This almost “humanizing” moment in the opening of the game serves as prelude to the function of the rest of the narrative. Where the first Destiny centered cut-scenes almost exclusively on characterization for the player-guardian and their companions, Destiny 2 instead focuses half of its cut-scenes on Ghaul and his ongoing dialogue with The Speaker, a human who serves as a sort of voice for The Traveler. During these scenes we discover that Ghaul is motivated toward his conquest of The Traveler’s light not by some abstract evil, but by victimization he suffered as a child coupled with manipulation wrought by his mentor, The Consul, a disgraced Cabal scholar. Born a runt and albino in a culture that prizes physical domination and strength, Ghaul was abandoned to die. Though The Consul saved him, it was only so he could mold him into a tool to use for conquest and destruction. Ghaul’s childhood abandonment clearly still impacts him, regardless of his accumulated power and prestige as the leader of the Red Legion. His continuous plea to The Speaker and The Traveler rises from the insecurity of his childhood trauma, as he calls for them to “see” him: “Do you see, Traveler, all that I have done? Grace me with your light.”

• PROBLEM TO WORK ON
Pick up the essay passage on Ghaul in Destiny 2 above and continue it from its last sentence.

• DATA SHOWN
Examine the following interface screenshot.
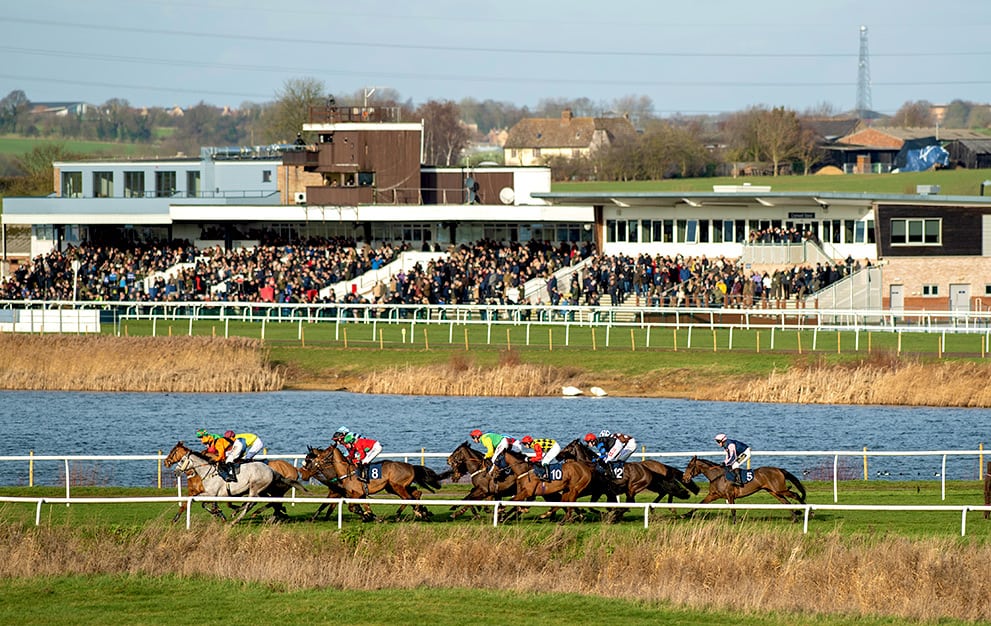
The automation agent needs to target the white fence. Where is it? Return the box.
[0,496,991,536]
[0,443,985,508]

• RESULT OF THIS TASK
As the game progresses, Ghaul’s desire to be worthy becomes more and more desperate. He begs the Speaker to “help [him] understand,” to reveal to him why the Traveler will not bestow its light on him. Even though he could simply tear the light out of the Traveler and claim it for himself, he insists that the Traveler must recognize him and what he has accomplished, and gift to him the light instead. When The Consul insists that taking the light by force is the only way, Ghaul retorts, “Not for me.” At the surface level, he is driven by selfish thirst for glory and power that we have come to expect from villains, but beneath that, he is an abandoned child seeking to repay his mentor for rescuing him by raining revenge on “an empire that failed him” – and the game makes sure that we, the players, know this. Unlike past Destiny villains, we know what drives Ghaul: not an abstract concept, but a relatable need for acceptance that feels all too human. His final demand of The Speaker reiterates his desire toward worthiness: “Tell me, Speaker. What more does the Traveler want of me?” It is only after this moment that The Consul leverages his power over Ghaul, and questions his loyalty and the value of his word. In the face of failing the man who raised him, the man who “chose” him, Ghaul consents to take the Traveler’s light.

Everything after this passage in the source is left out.